**TASK REQUIREMENTS:** Retype, without any change, the lines of the records between the line holding "I'd be grateful if you could point out where the cloudy" and the line holding "[[11, 10, 308, 228], [13, 255, 309, 449]]", including both of those lines.

**DATA LINES:**
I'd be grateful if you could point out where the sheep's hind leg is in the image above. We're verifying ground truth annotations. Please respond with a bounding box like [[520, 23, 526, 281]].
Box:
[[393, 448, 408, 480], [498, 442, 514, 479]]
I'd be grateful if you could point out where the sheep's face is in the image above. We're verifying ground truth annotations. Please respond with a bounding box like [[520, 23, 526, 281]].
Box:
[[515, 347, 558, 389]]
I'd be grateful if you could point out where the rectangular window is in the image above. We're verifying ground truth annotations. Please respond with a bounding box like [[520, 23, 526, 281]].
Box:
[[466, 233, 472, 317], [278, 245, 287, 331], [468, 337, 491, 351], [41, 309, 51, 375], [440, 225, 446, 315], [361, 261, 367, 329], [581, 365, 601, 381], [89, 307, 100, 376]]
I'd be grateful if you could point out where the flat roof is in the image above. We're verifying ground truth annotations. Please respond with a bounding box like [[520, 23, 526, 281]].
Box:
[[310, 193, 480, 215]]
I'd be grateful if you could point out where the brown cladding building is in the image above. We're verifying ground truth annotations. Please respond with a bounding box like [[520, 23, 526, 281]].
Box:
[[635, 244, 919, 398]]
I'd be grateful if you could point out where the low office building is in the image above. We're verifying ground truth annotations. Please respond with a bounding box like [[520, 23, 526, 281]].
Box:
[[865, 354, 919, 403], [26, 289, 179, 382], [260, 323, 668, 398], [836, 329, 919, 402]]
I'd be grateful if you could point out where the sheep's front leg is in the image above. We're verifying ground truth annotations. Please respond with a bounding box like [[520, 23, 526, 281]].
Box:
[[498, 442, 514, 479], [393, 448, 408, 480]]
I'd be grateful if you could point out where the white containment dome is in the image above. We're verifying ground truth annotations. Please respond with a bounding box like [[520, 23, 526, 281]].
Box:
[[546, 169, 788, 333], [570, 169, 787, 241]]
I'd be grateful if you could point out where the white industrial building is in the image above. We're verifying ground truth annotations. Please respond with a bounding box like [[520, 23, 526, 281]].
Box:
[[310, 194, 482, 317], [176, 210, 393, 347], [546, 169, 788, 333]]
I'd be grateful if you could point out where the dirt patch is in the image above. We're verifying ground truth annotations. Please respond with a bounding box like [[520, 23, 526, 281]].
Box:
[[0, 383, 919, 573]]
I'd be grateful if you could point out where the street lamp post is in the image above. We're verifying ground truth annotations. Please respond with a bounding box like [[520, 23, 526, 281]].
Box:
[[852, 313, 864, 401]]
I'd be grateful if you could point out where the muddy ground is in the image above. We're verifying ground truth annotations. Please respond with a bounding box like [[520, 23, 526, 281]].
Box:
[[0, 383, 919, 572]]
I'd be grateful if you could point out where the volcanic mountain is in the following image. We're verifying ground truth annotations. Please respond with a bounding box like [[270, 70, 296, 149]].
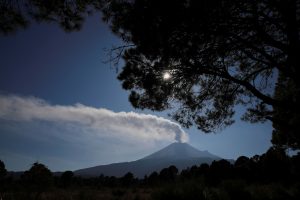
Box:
[[74, 142, 222, 178]]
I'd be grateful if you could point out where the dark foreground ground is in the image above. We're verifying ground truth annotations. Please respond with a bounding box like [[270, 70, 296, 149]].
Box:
[[0, 148, 300, 200]]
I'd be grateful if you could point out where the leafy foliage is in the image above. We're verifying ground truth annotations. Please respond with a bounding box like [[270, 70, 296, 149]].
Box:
[[103, 0, 300, 148]]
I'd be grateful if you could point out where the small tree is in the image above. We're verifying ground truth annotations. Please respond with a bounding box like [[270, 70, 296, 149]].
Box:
[[22, 162, 53, 190], [60, 171, 74, 187], [0, 160, 7, 180]]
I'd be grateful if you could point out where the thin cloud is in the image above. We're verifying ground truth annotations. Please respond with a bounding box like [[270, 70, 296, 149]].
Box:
[[0, 95, 188, 142]]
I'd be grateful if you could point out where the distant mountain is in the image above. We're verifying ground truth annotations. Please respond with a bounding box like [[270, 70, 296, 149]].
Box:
[[74, 143, 222, 178]]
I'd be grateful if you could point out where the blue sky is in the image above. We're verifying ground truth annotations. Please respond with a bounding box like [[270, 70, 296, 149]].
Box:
[[0, 16, 272, 171]]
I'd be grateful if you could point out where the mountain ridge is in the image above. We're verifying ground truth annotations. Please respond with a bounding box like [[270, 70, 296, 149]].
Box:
[[74, 142, 222, 178]]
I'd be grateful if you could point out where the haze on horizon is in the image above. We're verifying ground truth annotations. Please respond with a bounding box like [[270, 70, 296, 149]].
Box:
[[0, 13, 272, 171]]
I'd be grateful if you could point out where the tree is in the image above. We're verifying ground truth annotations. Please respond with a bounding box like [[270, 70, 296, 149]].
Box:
[[102, 0, 300, 149], [0, 160, 7, 180], [22, 162, 53, 190], [60, 171, 74, 187]]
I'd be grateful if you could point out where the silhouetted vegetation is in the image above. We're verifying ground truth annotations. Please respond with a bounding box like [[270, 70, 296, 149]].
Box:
[[0, 0, 300, 149], [0, 148, 300, 200], [102, 0, 300, 149]]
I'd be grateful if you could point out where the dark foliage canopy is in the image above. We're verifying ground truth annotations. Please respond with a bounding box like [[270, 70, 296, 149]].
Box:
[[103, 0, 300, 148]]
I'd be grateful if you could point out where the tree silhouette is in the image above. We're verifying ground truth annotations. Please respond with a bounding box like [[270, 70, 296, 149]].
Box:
[[0, 160, 7, 180], [22, 162, 53, 190], [103, 0, 300, 148], [121, 172, 135, 186], [60, 171, 74, 187], [159, 165, 178, 181]]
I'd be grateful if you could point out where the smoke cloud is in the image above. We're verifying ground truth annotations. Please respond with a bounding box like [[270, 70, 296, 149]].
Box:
[[0, 95, 188, 142]]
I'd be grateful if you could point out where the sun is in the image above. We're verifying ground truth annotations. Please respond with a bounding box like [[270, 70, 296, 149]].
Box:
[[163, 72, 171, 80]]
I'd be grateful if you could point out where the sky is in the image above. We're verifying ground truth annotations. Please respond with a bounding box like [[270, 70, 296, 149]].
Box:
[[0, 15, 272, 171]]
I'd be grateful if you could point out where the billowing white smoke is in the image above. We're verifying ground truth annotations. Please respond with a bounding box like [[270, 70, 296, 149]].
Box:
[[0, 95, 188, 142]]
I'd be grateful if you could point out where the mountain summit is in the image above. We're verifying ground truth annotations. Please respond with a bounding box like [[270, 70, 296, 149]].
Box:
[[74, 142, 222, 178], [141, 142, 222, 160]]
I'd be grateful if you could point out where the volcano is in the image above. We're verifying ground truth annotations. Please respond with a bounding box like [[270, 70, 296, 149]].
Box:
[[74, 142, 222, 178]]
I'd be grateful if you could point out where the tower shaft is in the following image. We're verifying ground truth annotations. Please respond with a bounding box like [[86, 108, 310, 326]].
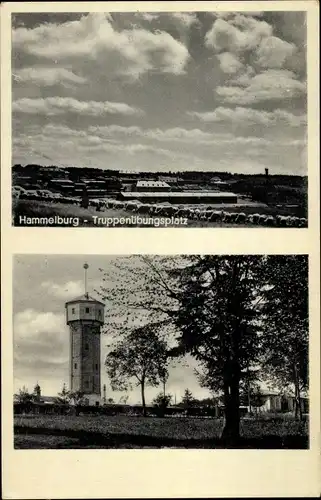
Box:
[[70, 320, 101, 396]]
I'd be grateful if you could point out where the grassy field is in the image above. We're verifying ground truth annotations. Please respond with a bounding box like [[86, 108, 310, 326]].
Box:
[[14, 415, 308, 449], [14, 200, 284, 228]]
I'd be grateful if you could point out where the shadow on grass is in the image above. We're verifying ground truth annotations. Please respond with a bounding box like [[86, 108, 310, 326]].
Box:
[[14, 425, 308, 450]]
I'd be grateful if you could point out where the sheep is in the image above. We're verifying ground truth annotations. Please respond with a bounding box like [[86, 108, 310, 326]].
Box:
[[236, 212, 246, 224], [298, 217, 308, 227], [264, 215, 275, 227], [209, 210, 223, 222], [275, 215, 288, 227], [253, 214, 260, 224]]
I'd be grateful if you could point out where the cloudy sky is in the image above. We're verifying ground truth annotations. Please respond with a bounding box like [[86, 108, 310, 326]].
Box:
[[12, 12, 307, 174], [13, 255, 209, 403]]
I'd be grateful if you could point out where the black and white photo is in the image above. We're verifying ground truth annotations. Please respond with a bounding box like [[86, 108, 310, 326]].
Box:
[[11, 10, 308, 228], [13, 255, 309, 449]]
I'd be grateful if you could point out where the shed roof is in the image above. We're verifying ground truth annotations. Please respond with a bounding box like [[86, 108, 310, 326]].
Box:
[[137, 181, 170, 188], [121, 191, 237, 199]]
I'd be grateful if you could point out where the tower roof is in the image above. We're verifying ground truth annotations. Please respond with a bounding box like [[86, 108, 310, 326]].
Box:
[[66, 293, 105, 306]]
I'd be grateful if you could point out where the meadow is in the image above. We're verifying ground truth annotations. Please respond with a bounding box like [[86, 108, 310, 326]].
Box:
[[14, 415, 308, 449]]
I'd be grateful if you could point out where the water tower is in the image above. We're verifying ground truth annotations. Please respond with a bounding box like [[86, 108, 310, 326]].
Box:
[[65, 264, 104, 405]]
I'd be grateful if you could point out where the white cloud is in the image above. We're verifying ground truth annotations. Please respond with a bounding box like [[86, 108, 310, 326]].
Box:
[[256, 36, 296, 68], [14, 309, 66, 342], [217, 52, 243, 74], [12, 13, 189, 79], [216, 69, 306, 104], [187, 106, 306, 127], [13, 66, 87, 86], [12, 97, 143, 116], [205, 15, 272, 53], [41, 281, 84, 300]]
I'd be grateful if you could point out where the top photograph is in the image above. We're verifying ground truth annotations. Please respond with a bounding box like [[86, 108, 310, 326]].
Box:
[[11, 11, 308, 229]]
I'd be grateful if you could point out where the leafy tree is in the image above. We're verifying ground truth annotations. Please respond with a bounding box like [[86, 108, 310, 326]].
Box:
[[100, 255, 306, 445], [66, 391, 85, 406], [153, 392, 173, 415], [14, 386, 34, 404], [182, 389, 195, 408], [105, 325, 167, 416], [264, 255, 309, 419]]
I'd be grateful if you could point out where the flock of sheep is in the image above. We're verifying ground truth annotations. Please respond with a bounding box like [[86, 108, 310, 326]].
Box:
[[13, 188, 307, 227]]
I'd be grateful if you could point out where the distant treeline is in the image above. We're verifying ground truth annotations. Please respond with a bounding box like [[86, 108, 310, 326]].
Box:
[[12, 163, 307, 186]]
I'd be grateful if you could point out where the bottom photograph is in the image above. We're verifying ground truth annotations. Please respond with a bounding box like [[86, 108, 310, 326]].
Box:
[[13, 254, 309, 449]]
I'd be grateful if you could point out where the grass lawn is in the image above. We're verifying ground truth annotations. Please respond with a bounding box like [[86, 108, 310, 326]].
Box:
[[14, 415, 308, 449]]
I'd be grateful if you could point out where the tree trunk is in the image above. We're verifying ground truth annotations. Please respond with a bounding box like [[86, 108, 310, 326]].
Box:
[[293, 365, 302, 421], [140, 379, 147, 417], [221, 378, 240, 447]]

**SOLUTION TO THIS PROBLEM:**
I'd be grateful if you could point out where the cloudy sky is in the image above. We're verifying ground truth annotations. Please respond with a bounding box like [[86, 108, 310, 326]].
Box:
[[12, 12, 307, 174], [13, 255, 209, 403]]
I'd be grateful if you could point out where the black and white photo is in the image above. We're verifying ground truth annotations. Please respond with a bounding box like [[86, 108, 310, 326]].
Box:
[[11, 10, 308, 228], [13, 255, 309, 449]]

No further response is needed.